● **Exercise description**
Print each of the entries below again, line by line, with no change to any character.

[Extracted data entries]
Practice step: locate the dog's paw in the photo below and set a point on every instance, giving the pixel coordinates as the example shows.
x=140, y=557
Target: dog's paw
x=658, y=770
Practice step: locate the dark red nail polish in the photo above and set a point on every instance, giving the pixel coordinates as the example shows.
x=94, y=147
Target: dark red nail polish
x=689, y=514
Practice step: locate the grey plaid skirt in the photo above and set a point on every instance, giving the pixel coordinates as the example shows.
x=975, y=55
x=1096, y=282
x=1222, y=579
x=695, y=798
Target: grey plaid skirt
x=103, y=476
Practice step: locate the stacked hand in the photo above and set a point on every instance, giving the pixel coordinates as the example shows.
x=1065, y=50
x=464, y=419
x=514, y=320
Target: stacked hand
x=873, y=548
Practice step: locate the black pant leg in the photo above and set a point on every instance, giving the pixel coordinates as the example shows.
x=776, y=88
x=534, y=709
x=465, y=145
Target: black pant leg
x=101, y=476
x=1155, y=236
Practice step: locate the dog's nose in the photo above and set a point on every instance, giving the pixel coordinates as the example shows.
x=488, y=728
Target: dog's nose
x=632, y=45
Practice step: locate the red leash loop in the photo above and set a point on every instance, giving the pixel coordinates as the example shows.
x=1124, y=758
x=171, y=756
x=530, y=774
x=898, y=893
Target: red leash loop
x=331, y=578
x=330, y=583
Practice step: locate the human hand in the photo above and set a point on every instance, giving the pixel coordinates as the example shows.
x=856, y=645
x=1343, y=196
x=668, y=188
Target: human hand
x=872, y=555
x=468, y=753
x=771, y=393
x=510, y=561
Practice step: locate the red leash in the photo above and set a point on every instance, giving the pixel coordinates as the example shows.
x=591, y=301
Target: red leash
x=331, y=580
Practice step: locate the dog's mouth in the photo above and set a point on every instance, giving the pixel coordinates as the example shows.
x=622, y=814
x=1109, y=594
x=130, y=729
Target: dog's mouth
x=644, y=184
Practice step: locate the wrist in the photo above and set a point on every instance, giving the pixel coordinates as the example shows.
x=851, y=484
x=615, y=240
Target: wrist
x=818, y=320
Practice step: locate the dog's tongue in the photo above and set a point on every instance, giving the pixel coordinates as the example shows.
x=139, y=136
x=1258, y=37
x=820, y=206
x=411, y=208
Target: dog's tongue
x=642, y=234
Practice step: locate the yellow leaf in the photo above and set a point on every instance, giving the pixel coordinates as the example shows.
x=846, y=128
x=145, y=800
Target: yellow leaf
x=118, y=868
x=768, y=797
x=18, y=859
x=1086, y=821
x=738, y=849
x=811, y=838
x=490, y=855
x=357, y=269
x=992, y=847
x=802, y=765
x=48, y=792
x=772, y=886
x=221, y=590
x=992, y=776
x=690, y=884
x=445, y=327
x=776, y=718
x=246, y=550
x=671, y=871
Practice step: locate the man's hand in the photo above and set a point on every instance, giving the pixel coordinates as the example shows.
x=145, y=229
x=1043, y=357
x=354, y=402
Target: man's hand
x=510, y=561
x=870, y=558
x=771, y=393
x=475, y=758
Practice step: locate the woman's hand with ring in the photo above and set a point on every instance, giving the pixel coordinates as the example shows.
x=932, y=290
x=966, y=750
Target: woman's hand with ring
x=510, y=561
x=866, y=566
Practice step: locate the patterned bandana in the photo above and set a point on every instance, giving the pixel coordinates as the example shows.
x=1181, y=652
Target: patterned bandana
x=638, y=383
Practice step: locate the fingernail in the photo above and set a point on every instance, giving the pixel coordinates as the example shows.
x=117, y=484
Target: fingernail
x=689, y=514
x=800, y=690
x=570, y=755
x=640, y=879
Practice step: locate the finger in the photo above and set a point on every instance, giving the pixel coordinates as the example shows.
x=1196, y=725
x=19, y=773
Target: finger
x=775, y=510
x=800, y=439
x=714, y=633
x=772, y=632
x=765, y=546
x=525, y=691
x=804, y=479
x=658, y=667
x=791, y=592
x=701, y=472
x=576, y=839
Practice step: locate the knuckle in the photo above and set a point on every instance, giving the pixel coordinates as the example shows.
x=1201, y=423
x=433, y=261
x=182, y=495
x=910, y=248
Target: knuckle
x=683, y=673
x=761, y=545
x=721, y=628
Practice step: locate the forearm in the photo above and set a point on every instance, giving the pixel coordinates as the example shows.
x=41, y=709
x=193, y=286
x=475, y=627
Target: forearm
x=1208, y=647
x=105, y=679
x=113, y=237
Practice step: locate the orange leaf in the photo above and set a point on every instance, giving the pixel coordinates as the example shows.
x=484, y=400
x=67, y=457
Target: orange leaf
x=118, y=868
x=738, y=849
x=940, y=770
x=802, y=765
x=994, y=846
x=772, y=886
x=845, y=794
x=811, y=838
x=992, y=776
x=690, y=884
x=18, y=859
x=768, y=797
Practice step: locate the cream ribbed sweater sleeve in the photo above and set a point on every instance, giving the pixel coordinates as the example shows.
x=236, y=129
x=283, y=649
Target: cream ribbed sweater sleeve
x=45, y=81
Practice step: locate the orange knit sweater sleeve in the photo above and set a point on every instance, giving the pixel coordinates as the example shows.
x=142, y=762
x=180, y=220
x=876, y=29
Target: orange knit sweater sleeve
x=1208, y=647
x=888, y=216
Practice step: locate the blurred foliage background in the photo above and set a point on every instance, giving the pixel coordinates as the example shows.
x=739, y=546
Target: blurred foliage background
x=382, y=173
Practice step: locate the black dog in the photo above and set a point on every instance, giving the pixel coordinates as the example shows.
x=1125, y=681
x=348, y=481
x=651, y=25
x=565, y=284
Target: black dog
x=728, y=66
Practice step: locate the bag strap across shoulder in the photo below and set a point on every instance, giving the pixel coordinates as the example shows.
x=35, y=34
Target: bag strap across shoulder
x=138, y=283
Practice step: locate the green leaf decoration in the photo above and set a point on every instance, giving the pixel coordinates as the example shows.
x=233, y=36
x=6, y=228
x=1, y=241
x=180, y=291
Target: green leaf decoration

● **Solution to this exercise**
Practice step: locate the dog's paw in the photo below and set a point on every instance, giving the pixel coordinates as the example shows.
x=140, y=557
Target: dog's paw
x=658, y=770
Practice step: locate the dark red nail polish in the photo above and set a point on every instance, giving the pixel coordinates as the example shows.
x=94, y=147
Target: dark red nail polish
x=689, y=514
Practice step: locate the grey plaid skirt in the photo above and set a point on every instance, giving the pixel coordinates as the example shows.
x=975, y=55
x=1096, y=282
x=1222, y=579
x=695, y=798
Target: grey plaid skirt
x=103, y=476
Practice step: locate the stacked hand in the photo above and set a point on every instance, giving the pixel coordinates as the example shows.
x=1065, y=50
x=464, y=419
x=514, y=320
Target: stacked hand
x=873, y=548
Practice step: locate the black pant leg in the photo above and set a point on every instance, giving the pixel coordinates as the example shows.
x=776, y=88
x=534, y=709
x=465, y=145
Target: black pant leg
x=101, y=476
x=1155, y=236
Practice step: locate the dog's nose in the photo above and set a point on every instance, giving the pixel coordinates as the example shows.
x=488, y=728
Target: dog's nose
x=632, y=45
Practice step: locate the red leash loop in the photo above and set a point on every instance, giving the pixel coordinates as the example shows.
x=1124, y=758
x=171, y=756
x=530, y=774
x=898, y=893
Target: red leash loop
x=331, y=578
x=330, y=583
Practice step: locate the human hand in the photo above and set a point on every instance, giving the pixel coordinates as the example shows.
x=856, y=645
x=1343, y=196
x=668, y=188
Target: human hand
x=872, y=555
x=468, y=753
x=771, y=393
x=510, y=561
Practice step: locate the red leash in the photo above and set a point on every instance, giving the pixel coordinates as the example shows.
x=591, y=301
Target: red leash
x=331, y=580
Practice step: locate the dog's mouth in the photo above and set a point on every instance, giving the pixel coordinates as the example shows.
x=622, y=814
x=1109, y=594
x=130, y=729
Target: dog's mouth
x=644, y=184
Practice step: locate the wrist in the photo above and set a point on every instance, giving the pixel coordinates as the example shows.
x=851, y=484
x=615, y=240
Target: wrist
x=818, y=320
Practice step: locate the dog's tongue in the photo above and set a point on every instance, giving the pixel coordinates as the example shows.
x=139, y=136
x=1258, y=37
x=820, y=206
x=411, y=208
Target: dog's tongue
x=642, y=234
Practice step: locate the yellow leaf in the photo above and set a point on every instance, giving the pixel coordinates as the example shows.
x=846, y=128
x=145, y=800
Target: yellow leaf
x=118, y=868
x=768, y=797
x=18, y=859
x=1086, y=821
x=738, y=849
x=811, y=838
x=490, y=855
x=357, y=269
x=992, y=847
x=802, y=765
x=48, y=792
x=772, y=886
x=221, y=590
x=992, y=776
x=690, y=884
x=445, y=327
x=776, y=718
x=246, y=550
x=671, y=871
Practice step: locate the man's hand in the photo above and set a point on every instance, giving the pixel coordinates as the example shows.
x=145, y=229
x=1043, y=357
x=354, y=402
Target: man's hand
x=510, y=561
x=870, y=558
x=771, y=393
x=475, y=758
Practice step: locate the woman's hand with ring in the photo above and set a point on every instance, giving the pixel coordinates as the example shows.
x=932, y=290
x=966, y=750
Target: woman's hand with ring
x=510, y=561
x=866, y=566
Practice step: locate the patterned bandana in the photo above and set a point on every instance, giving the pixel coordinates as the example shows.
x=1181, y=652
Target: patterned bandana
x=638, y=383
Practice step: locate the fingernail in the photo above and set a point on every instance, giving the pixel coordinates as the example shows.
x=117, y=484
Target: fingernail
x=689, y=514
x=800, y=690
x=570, y=755
x=640, y=879
Practice step: locate the finger in the photo above and set a point on every instance, giving the pixel coordinates as the example shows.
x=1196, y=725
x=19, y=773
Target: finger
x=775, y=510
x=800, y=439
x=714, y=633
x=772, y=632
x=765, y=546
x=525, y=691
x=804, y=479
x=658, y=667
x=791, y=592
x=701, y=472
x=576, y=839
Practice step: locate the knuckle in the photo above and set a point on every instance, giving the pixel coordinates as the example shows.
x=1201, y=423
x=433, y=261
x=182, y=495
x=910, y=248
Target: knuckle
x=683, y=673
x=761, y=545
x=721, y=628
Practice step: locate the forearm in the photo above and set a point on every instance, giving the pixel coordinates as the example shows.
x=41, y=709
x=193, y=286
x=475, y=627
Target: forearm
x=1208, y=647
x=105, y=679
x=113, y=237
Practice step: locate the orange leaf in the photo above and set a point on every instance, giving the pixel coordinates as the example shows.
x=484, y=400
x=67, y=457
Target: orange leaf
x=118, y=868
x=738, y=849
x=940, y=770
x=802, y=765
x=994, y=846
x=772, y=886
x=845, y=794
x=811, y=838
x=992, y=776
x=690, y=884
x=18, y=859
x=768, y=797
Practice step: locate the cream ribbed sweater sleeve in the photo above and set a point on every instance, giving the pixel coordinates as the example shows.
x=236, y=129
x=283, y=649
Target: cream ribbed sweater sleeve
x=45, y=81
Practice step: locate the orange knit sweater sleeve in the photo above and set a point on every instance, giving the pixel coordinates as the example shows.
x=142, y=762
x=180, y=220
x=876, y=29
Target: orange knit sweater sleeve
x=1208, y=647
x=888, y=216
Practice step: locate the blurred foliage background in the photo above and set a point on every instance, giving the pixel coordinates as the example shows.
x=739, y=546
Target: blurred foliage background
x=382, y=173
Practice step: locate the black dog in the photo above and set a point on every instance, giving the pixel coordinates as the example shows.
x=1125, y=681
x=348, y=481
x=651, y=25
x=565, y=284
Target: black dog
x=728, y=66
Practice step: locate the bag strap across shoulder in the photo below and set a point on every instance, giving the pixel coordinates as the example shows.
x=35, y=34
Target: bag strap across shoulder
x=138, y=283
Practice step: locate the green leaf decoration in the photo above and set a point on every instance, giving the pixel coordinates as the example shows.
x=233, y=36
x=6, y=228
x=1, y=241
x=180, y=291
Target: green leaf decoration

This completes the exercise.